* BEGIN Source *

# Possible transmission slip (manual)



## ajy3639 (Nov 28, 2020)

Hi all, I have a 2015 LT with the 1.4T and the 6 speed manual transmission with right around 90k on the clock. Recently I’ve started to notice what feels like a slip in the transmission or maybe even a hesitation in then engine, but I’m leaning towards the transmission issue. When I’m in the higher gears (4-6 usually) and slightly / moderately accelerating, I feel multiple little hesitations in the cars acceleration. I don’t have the pedal to the floor, and the rpm’s are usually in the 2000-3000 range when it does this, and the hesitations are so quick that the tach doesn’t even register any changes in rpm. The only thing that makes me not 100% that it’s the transmission is that when I’m in lower gears starting from a dead stop, I can give it full throttle and there’s no slippage. If this was the clutch starting to go, wouldn’t it slip just as much in the lower gears as the high ones? The times when I’ve noticed it the most are when I’m going up a hill on the interstate and trying to hold speed or speed up a little. Also, no codes are being thrown either. 
Any help would be appreciated, thanks!


----------



## snowwy66 (Nov 5, 2017)

With right foot on brake and trans in second gear. Slowly let the clutch out.

If car dies. Clutch good. 
Car runs. Clutch bad.


----------



## Diamond193 (Jul 28, 2019)

The clutch would go before the trans right ?


----------



## snowwy66 (Nov 5, 2017)

Not necessarily


----------



## ajy3639 (Nov 28, 2020)

snowwy66 said:


> With right foot on brake and trans in second gear. Slowly let the clutch out.
> 
> If car dies. Clutch good.
> Car runs. Clutch bad.


I went out and tried this, and it died right away, no slipping that I could notice. Also in case it’s relevant, I replaced the transmission fluid about 20k miles ago with amsoil synchromesh synthetic fluid.


----------



## Atstehley (Feb 11, 2019)

* END Source *
* BEGIN Supplied data *

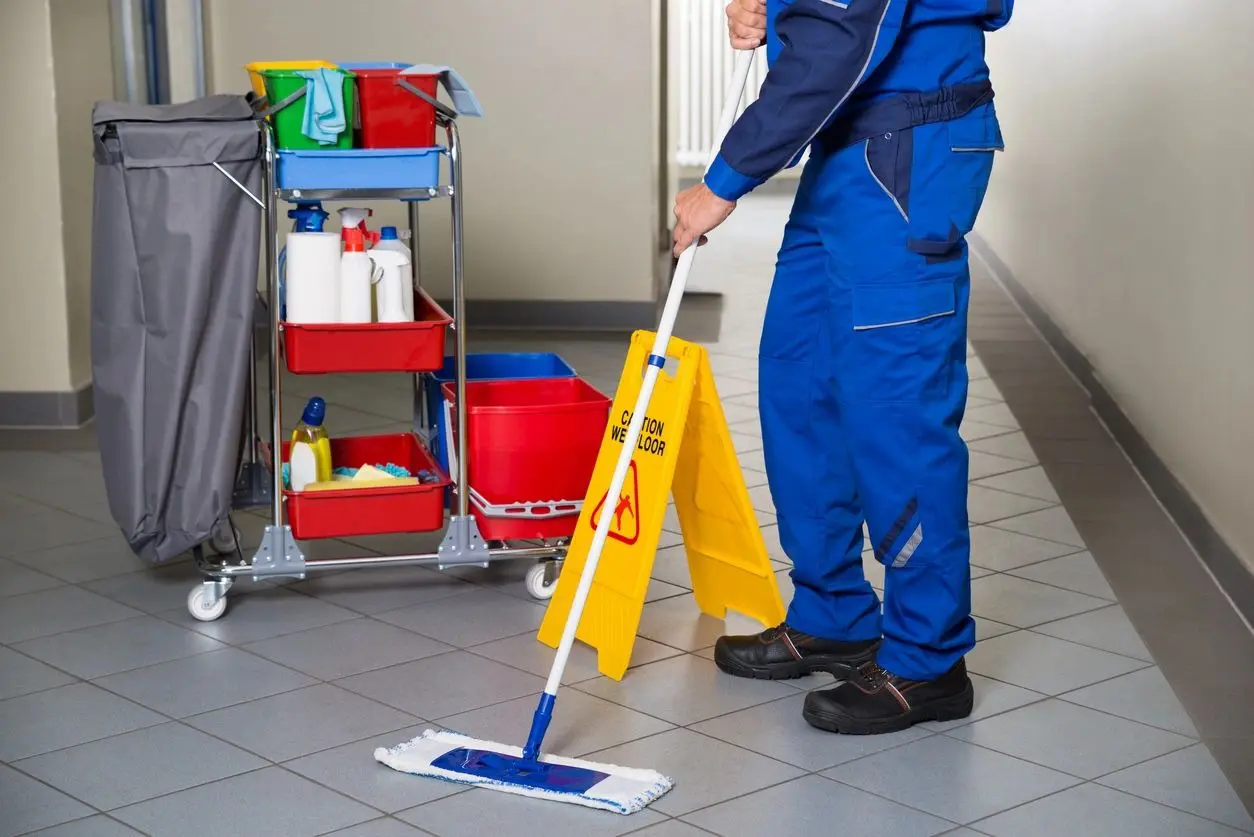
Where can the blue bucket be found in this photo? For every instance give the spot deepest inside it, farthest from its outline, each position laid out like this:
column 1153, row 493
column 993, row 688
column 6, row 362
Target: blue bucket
column 484, row 367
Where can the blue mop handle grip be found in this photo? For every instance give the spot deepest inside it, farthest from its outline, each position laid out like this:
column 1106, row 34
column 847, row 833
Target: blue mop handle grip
column 539, row 727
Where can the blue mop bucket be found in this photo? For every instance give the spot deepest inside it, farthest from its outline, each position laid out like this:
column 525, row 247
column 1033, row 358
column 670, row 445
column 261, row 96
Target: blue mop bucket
column 484, row 367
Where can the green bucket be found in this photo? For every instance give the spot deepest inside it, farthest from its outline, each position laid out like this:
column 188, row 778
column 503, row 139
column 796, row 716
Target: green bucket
column 289, row 122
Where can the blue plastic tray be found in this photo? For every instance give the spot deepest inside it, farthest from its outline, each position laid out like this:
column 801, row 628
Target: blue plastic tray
column 360, row 168
column 485, row 367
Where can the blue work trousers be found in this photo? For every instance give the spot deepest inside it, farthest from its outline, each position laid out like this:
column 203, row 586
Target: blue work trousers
column 863, row 383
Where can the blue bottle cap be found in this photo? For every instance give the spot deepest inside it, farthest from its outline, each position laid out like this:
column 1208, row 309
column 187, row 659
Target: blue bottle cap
column 314, row 412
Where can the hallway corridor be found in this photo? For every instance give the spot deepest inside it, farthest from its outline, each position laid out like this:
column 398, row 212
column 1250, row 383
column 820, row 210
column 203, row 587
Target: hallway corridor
column 1109, row 665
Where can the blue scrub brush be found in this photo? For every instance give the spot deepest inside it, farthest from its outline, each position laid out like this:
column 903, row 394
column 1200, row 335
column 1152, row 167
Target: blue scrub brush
column 526, row 771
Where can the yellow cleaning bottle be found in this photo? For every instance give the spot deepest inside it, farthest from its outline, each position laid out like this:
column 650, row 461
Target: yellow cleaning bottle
column 311, row 448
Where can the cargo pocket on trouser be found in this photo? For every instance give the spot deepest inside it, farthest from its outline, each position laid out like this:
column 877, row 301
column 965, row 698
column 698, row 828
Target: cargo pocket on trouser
column 952, row 163
column 900, row 343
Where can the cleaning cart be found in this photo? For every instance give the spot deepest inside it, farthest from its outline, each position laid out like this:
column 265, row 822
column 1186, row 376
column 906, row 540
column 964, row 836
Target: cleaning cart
column 477, row 397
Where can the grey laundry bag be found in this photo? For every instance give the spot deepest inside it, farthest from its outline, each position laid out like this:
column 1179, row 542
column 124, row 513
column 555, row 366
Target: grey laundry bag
column 174, row 252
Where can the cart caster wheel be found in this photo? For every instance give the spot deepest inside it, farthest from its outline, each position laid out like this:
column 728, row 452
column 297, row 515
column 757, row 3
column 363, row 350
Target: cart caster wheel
column 225, row 538
column 198, row 604
column 537, row 585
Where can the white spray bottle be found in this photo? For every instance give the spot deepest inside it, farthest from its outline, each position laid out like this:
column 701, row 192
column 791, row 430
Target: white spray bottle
column 355, row 270
column 395, row 290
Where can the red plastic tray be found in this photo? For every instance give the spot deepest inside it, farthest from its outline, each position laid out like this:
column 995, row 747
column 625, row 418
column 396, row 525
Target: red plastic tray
column 370, row 511
column 370, row 346
column 532, row 441
column 391, row 117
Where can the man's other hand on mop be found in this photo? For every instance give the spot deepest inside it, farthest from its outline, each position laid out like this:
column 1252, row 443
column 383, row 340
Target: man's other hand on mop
column 746, row 23
column 697, row 211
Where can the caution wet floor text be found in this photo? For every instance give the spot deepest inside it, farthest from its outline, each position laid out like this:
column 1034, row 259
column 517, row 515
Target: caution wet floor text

* END Supplied data *

• [Given exercise A]
According to the forum thread, in what rpm range does the hesitation usually occur?
• [Given exercise B]
Return everything in the forum thread from "I went out and" down to "(Feb 11, 2019)".

• [Complete output A]
Usually in the 2000-3000 rpm range.

• [Complete output B]
I went out and tried this, and it died right away, no slipping that I could notice. Also in case it’s relevant, I replaced the transmission fluid about 20k miles ago with amsoil synchromesh synthetic fluid.


----------



## Atstehley (Feb 11, 2019)